• _WRITTEN EXERCISE_:
Copy out everything from the line containing "Target: dark wavy hair" down to the end of the records, requests included, with every coordinate in the answers multiplied by 2.1 and rounded to a whole number, halves rounded up. Give only those lines.

--- Start ITEMS ---

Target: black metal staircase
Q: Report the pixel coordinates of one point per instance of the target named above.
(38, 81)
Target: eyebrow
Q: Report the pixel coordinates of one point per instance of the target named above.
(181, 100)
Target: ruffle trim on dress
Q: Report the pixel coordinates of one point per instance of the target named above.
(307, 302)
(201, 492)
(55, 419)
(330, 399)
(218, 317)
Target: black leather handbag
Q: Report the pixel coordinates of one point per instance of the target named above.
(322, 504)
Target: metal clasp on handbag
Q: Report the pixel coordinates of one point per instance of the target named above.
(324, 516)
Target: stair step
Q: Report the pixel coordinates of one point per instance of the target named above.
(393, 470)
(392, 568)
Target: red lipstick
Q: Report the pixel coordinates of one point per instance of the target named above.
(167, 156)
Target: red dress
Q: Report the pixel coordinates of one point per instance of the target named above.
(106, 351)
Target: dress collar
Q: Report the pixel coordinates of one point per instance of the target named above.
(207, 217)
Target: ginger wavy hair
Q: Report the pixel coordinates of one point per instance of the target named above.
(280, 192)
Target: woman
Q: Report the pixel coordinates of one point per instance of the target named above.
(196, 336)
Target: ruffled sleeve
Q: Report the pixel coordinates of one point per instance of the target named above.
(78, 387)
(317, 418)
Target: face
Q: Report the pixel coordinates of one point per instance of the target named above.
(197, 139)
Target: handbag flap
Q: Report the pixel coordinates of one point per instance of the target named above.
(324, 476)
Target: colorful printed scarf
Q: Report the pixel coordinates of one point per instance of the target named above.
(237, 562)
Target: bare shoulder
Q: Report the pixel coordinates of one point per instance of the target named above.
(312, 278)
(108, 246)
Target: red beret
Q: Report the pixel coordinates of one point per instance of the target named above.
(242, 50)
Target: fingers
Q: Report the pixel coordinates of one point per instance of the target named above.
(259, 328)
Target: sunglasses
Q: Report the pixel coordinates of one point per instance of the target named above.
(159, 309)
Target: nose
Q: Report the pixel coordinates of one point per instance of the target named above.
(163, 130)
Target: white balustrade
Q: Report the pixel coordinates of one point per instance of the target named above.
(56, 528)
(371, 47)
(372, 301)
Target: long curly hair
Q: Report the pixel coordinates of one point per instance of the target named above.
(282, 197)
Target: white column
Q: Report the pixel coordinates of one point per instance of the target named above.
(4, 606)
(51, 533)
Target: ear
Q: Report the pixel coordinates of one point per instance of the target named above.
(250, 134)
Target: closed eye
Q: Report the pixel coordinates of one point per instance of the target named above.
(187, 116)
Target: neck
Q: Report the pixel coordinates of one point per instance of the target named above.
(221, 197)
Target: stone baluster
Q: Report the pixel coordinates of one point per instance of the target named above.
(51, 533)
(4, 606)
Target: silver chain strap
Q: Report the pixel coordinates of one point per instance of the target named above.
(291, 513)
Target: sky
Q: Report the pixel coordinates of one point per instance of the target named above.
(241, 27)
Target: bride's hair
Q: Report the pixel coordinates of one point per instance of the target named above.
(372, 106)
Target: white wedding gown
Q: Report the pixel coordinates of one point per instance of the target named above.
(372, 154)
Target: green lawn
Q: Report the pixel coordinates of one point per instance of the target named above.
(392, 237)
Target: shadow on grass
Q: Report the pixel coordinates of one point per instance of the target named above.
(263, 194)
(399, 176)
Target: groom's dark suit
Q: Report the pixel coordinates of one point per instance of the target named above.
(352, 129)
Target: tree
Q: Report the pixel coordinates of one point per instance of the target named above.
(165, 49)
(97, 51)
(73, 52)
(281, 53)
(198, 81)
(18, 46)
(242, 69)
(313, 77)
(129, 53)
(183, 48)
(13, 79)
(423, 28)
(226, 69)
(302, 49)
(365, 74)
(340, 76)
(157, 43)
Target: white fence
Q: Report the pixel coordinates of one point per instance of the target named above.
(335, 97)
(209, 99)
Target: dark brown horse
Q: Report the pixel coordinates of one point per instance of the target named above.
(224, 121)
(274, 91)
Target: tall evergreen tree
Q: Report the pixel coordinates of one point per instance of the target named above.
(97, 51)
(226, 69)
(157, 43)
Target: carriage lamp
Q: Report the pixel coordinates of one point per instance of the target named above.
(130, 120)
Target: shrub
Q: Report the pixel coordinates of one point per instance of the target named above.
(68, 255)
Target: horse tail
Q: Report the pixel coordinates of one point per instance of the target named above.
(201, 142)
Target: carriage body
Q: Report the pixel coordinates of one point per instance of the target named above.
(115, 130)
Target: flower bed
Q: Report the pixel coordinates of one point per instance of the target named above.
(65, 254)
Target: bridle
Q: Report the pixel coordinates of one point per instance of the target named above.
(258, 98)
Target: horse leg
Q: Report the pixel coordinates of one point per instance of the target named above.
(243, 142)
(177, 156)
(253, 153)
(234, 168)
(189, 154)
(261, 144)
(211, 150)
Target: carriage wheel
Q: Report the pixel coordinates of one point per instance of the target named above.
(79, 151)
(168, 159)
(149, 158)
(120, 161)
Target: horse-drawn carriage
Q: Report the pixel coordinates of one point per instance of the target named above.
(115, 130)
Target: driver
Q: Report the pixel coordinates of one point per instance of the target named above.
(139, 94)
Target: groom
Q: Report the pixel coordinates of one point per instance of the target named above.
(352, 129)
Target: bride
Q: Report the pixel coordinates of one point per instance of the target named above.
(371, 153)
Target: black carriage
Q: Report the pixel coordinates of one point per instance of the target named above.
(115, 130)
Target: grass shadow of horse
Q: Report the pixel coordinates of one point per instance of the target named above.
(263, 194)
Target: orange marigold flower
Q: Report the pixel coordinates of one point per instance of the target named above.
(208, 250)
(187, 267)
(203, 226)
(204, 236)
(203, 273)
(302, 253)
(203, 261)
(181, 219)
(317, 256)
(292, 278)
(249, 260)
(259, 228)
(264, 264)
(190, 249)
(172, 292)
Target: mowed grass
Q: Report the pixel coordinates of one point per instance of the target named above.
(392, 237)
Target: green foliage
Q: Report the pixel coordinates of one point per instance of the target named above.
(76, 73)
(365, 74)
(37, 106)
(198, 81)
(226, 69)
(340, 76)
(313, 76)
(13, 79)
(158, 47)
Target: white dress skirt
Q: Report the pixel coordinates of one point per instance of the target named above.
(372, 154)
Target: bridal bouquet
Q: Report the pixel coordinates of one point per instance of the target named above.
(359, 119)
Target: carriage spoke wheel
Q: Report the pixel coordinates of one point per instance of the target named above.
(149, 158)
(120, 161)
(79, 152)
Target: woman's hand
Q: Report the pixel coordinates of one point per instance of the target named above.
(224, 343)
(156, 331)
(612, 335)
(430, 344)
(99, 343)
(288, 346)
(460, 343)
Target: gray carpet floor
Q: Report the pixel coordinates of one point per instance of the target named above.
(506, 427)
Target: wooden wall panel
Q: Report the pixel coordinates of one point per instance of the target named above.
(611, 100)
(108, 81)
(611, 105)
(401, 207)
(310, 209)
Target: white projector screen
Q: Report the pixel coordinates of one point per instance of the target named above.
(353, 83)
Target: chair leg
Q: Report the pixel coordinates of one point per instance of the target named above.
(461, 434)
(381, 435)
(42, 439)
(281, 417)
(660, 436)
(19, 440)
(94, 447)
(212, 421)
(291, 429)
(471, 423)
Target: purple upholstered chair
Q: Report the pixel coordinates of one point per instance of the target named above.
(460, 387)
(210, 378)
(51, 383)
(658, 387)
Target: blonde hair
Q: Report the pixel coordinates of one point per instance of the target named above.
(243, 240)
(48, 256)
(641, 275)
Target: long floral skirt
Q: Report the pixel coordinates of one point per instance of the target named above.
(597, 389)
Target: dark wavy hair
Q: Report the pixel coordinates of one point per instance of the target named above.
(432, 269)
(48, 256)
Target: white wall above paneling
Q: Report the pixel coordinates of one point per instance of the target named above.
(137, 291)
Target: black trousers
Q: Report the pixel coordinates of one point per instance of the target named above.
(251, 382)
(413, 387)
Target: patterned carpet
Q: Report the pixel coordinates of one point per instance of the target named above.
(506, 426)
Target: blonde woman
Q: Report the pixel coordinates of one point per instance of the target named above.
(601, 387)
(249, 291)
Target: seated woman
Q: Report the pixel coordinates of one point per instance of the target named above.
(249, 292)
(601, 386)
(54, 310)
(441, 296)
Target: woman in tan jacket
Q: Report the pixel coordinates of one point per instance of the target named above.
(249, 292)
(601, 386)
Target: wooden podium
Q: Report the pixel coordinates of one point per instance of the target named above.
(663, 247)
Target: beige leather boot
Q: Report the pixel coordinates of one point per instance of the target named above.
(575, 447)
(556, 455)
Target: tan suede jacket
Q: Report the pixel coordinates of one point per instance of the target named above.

--- End ITEMS ---

• _WRITTEN ANSWER_:
Target: dark wavy hair
Q: Report the pixel coordinates of one point per instance of the target named above.
(907, 565)
(101, 538)
Target: white wall above paneling
Q: Report the pixel coordinates of one point per instance of the target named above.
(288, 611)
Target: black trousers
Q: Report the pixel coordinates of one point per instance of the target named above.
(527, 802)
(867, 813)
Target: patterned carpet
Q: Report the pixel coordinates of one point per instance of the target named above.
(1063, 895)
Target: blonde woman
Q: Report the pixel coordinates of one point per instance of the target named above.
(1262, 813)
(523, 611)
Target: seated woman
Q: Report the pixel coordinates of one point per instance of the target named above.
(523, 613)
(1262, 811)
(113, 651)
(926, 622)
Target: woman in tan jacket
Q: Report the pixel coordinates of one point per instance of the target named above.
(523, 613)
(1262, 811)
Target: wooden podium
Q: Report the pixel coordinates of one point per instance of the target named above.
(1392, 519)
Target: beige leather boot
Q: Report the pixel coordinates of one point per instance of the target named above.
(1208, 939)
(1168, 956)
Target: tan suede jacket
Q: Report the pixel coordinates of one point per instance of the target named above.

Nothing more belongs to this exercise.